*Quoted passage*.
◇ ◇ ◇ ◇ ◇ ◇ ◇
11 Essential Tips For Baking With A Convection Oven

Convection ovens are almost standard additions in home kitchens today. Promising faster baking and more even results with the turn of a dial, these ovens are full of potential. But, great baking has never been about simply popping something in, twisting a knob, and expecting magic to happen. There's science at play behind any successful recipe, and understanding how things work and why certain steps need to be taken is what separates a lucky fluke with reliable results.

That's where expert guidance becomes invaluable. To unpack how best to use convection ovens, we turned to two chefs who blend creativity and precision on a daily basis. Chef Seth Tuma, the Louisiana-born executive chef at Little Fawn in Oceanside, California, began cooking and baking alongside his parents and grandparents at the age of 8 before entering professional kitchens. Joining him is Chef Vivian Villagrana, from Toshi Kizaki's talented pastry team at Sushi Den and Izakaya Den in Denver, Colorado. Together, their insights remind us that even the most familiar kitchen tools deserve a closer look and that there's nothing quite like learning from those who rely on them every day.

Use convection when browning and crust actually matter

We asked our experts what bakes the best in convection ovens and if there are any recipes that lend themselves to better results. Both chef Seth Tuma and chef Vivian Villagrana agreed that convection ovens do their best work when the recipe calls for an even, crisp, caramelized surface texture.

Chef Tuma explains that pastries where you want "good crust or browning like pies, biscuits, and cookies" respond particularly well to convection, and that bread baking is where it truly shines. For him, it's consistency that is at play here. "The circulating air helps the oven maintain an even temperature, so you have even cooking and crispier texture." 

Chef Villagrana echoes this, noting that foods with a hard crust and those requiring browning on the outside, such as cookies, pies, and store-bought puff pastry, benefit most from convection settings. For example, she explains, "if one were to bake a whole tray of cookies in a conventional oven, those might burn hotter on the upper left-hand corner, resulting in a fourth of your cookies to burn faster whereas the rest are still underbaked." A convection oven would mitigate this and help the cookies to bake evenly. 

Don't avoid delicate bakes, learn to tame the fan instead

On the flip side, we asked if there are any recipes that one should avoid when using a convection oven. According to the chefs, while there is not, understanding how your oven works and learning to adjust the temperature in your favor is key.
◇ ◇ ◇ ◇ ◇ ◇ ◇
*Data provided*.
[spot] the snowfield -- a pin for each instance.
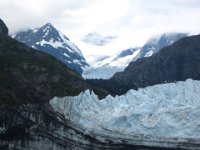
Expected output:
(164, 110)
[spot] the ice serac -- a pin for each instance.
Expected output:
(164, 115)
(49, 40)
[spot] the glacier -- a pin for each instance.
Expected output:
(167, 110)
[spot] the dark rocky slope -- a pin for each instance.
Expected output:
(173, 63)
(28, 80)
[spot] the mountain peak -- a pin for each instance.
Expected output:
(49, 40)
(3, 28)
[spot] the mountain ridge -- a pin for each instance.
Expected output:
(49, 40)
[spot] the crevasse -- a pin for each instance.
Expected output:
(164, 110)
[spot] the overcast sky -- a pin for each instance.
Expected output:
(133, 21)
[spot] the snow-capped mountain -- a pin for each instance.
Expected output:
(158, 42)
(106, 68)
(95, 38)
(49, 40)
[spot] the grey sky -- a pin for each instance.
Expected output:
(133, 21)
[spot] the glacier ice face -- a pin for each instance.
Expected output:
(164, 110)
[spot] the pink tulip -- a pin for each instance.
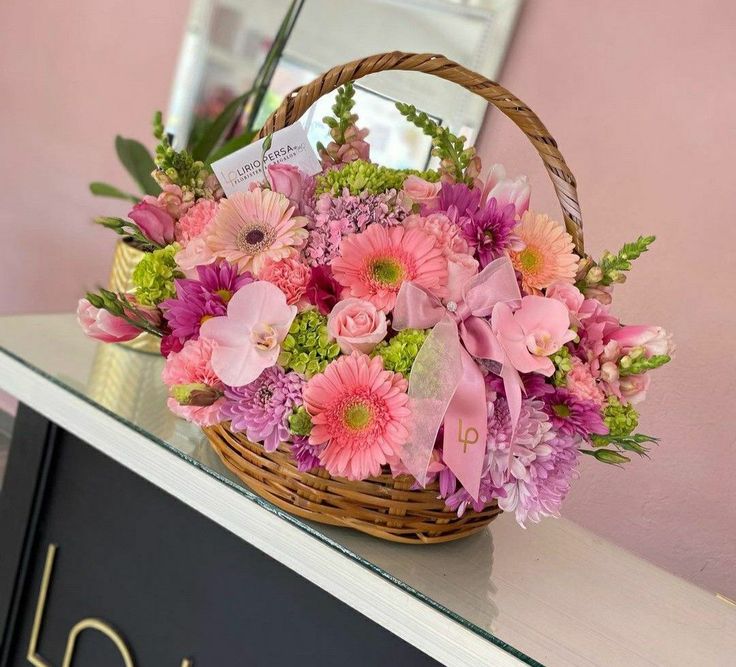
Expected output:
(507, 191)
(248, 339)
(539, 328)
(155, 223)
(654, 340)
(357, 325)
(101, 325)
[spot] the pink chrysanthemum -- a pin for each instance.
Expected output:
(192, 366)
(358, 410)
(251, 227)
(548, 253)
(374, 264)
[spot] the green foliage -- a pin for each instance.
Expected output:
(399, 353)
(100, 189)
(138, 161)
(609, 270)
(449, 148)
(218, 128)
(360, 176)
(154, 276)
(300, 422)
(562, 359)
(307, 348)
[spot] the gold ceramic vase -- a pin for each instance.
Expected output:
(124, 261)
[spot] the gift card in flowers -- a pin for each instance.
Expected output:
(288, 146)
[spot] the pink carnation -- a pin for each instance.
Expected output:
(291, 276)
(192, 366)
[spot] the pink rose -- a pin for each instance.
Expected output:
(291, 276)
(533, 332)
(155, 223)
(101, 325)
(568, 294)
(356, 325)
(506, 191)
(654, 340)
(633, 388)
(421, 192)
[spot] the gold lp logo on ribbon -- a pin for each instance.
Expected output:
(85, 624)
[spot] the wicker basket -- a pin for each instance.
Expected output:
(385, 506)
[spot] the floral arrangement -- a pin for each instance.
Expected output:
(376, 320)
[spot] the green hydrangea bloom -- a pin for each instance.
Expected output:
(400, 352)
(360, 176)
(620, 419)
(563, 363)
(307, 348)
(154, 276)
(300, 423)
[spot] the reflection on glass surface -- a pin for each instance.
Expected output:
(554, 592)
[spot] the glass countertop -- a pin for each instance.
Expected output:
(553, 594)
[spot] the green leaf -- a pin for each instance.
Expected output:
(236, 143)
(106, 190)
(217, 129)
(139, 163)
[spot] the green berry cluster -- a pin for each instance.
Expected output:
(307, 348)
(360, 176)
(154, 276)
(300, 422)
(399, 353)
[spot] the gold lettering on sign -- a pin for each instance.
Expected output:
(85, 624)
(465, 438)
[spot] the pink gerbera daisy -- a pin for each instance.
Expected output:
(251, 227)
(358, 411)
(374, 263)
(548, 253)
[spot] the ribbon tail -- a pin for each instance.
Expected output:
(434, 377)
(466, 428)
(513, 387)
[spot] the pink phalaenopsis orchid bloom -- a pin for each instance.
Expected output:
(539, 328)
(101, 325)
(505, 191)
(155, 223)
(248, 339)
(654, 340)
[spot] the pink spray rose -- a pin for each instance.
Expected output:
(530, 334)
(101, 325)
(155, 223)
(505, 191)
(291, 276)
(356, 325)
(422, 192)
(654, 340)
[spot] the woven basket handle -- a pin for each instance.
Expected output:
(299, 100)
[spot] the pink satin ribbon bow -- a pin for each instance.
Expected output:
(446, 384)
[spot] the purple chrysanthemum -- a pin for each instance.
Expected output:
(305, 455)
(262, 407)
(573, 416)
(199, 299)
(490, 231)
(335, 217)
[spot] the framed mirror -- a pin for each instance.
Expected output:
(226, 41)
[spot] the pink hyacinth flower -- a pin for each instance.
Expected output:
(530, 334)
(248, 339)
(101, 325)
◇ ◇ ◇ ◇ ◇ ◇ ◇
*What to produce*.
Answer these questions using the convection oven article.
1. At which restaurant is Chef Seth Tuma the executive chef?
2. According to Chef Tuma, what kind of baking is where convection truly shines?
3. Which store-bought item does Chef Villagrana name among the foods that benefit most from convection settings?

*Exercise response*.
1. Little Fawn in Oceanside, California.
2. Bread baking.
3. Store-bought puff pastry.